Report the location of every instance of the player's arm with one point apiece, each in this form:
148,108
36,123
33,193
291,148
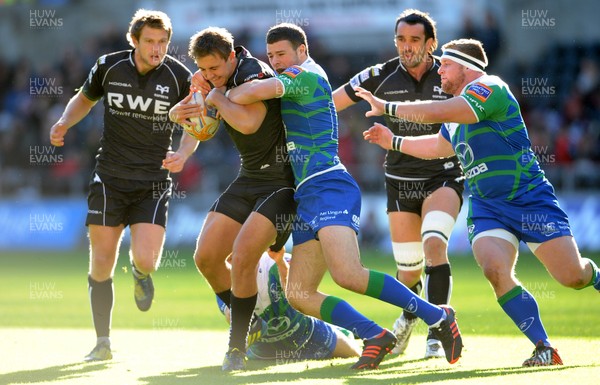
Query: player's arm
- - -
GIVEN REQUEST
How many lines in the items above contain the string "player" with matching case? Reply with only the number.

SOLUTION
2